_THE DATA_:
((
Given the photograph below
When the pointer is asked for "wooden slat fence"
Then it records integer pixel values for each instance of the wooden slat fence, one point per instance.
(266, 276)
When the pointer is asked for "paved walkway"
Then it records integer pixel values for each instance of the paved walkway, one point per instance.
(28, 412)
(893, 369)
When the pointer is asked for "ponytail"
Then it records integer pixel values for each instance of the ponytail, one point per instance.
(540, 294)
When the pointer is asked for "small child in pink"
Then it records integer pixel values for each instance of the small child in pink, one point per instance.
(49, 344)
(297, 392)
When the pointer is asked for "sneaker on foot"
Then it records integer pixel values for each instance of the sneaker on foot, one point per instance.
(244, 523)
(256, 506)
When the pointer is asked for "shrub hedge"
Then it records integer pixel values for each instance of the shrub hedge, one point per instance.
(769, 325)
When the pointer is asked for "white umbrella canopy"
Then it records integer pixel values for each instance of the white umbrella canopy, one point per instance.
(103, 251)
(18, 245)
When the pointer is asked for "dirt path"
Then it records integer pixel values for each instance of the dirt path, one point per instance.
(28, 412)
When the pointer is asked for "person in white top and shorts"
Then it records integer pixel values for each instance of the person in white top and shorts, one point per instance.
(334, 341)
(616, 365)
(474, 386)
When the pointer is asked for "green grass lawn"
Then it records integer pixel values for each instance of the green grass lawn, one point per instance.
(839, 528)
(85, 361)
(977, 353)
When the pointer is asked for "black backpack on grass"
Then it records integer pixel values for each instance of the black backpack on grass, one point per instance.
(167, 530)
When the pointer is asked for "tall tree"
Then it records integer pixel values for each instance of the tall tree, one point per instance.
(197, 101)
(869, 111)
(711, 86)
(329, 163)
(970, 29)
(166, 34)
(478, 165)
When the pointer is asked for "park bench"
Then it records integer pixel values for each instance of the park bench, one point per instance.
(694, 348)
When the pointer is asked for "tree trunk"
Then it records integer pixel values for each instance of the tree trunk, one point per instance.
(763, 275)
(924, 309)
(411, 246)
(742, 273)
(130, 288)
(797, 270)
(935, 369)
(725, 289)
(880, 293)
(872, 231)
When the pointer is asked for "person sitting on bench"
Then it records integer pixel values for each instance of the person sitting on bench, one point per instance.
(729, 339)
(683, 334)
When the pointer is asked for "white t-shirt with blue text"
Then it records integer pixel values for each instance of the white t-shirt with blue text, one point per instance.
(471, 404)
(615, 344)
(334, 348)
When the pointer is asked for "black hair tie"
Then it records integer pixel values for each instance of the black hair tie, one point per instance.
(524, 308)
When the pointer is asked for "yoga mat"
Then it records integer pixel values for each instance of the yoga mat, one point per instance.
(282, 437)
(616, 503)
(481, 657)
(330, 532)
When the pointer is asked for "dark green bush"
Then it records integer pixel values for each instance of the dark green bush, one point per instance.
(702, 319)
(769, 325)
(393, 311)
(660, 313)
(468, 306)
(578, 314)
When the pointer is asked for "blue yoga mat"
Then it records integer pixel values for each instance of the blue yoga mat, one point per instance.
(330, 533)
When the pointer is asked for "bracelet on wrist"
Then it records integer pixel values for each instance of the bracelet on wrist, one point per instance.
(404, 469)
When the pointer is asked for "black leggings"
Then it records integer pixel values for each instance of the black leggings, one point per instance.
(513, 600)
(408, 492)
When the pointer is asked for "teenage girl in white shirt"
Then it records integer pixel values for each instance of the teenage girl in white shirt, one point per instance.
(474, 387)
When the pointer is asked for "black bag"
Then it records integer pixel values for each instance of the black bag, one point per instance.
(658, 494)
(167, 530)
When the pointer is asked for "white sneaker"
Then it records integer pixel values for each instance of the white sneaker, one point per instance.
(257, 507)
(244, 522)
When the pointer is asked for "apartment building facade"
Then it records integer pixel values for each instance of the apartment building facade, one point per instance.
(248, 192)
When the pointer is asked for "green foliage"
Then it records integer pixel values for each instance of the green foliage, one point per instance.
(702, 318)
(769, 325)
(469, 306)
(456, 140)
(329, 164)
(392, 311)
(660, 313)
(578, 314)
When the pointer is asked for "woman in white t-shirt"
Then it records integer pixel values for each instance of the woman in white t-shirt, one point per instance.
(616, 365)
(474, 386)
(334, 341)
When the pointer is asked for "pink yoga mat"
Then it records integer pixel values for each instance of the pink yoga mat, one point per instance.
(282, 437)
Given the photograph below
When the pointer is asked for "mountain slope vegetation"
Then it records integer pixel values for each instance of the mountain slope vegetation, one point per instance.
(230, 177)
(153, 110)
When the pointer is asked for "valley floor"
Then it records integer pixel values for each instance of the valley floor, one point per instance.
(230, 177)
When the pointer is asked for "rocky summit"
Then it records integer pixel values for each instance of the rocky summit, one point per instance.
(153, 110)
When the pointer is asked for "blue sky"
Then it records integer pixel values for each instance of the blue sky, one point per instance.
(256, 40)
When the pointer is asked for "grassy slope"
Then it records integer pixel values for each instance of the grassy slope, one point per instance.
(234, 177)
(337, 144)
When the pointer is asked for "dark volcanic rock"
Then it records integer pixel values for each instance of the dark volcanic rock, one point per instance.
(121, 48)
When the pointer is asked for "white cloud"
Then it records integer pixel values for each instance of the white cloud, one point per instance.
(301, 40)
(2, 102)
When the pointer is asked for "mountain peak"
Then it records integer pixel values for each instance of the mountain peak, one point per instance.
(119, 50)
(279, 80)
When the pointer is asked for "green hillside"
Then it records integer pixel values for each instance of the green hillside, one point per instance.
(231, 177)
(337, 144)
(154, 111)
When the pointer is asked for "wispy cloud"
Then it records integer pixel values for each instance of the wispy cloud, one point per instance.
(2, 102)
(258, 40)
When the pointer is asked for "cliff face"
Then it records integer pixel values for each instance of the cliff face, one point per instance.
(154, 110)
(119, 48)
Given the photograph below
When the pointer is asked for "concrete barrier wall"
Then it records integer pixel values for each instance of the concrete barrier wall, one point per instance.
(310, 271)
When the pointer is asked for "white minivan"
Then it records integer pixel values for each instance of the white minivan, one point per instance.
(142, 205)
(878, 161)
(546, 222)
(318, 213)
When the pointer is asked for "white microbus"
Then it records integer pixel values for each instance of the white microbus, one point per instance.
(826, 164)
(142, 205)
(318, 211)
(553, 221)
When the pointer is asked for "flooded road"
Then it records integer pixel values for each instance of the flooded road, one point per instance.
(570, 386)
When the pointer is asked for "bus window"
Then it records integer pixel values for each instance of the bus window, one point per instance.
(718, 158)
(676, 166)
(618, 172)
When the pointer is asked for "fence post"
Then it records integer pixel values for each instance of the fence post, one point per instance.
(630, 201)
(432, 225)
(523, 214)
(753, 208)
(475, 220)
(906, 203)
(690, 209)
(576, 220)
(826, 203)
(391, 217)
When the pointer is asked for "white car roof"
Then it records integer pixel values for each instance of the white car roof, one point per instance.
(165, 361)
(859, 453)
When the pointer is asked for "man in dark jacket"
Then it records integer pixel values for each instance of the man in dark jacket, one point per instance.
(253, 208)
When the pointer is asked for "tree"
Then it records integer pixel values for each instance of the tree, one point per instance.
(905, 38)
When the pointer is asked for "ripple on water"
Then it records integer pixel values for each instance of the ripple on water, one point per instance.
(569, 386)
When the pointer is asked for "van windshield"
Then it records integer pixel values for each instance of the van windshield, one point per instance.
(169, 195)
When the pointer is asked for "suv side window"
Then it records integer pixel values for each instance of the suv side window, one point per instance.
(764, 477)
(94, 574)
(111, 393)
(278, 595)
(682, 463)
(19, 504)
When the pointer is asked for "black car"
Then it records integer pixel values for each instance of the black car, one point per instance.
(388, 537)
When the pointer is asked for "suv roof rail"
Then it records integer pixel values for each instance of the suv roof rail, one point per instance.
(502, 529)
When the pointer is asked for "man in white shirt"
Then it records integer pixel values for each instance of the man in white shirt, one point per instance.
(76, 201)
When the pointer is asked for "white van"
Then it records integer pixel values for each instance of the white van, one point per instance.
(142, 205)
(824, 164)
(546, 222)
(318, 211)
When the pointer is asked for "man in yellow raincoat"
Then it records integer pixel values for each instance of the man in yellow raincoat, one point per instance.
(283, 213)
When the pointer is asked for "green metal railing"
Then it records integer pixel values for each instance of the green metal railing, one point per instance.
))
_REQUIRED TASK_: How many lines in the rows above contain the string "backpack", with case counting? Reply with the number alone.

_EXPECTED ANSWER_: 2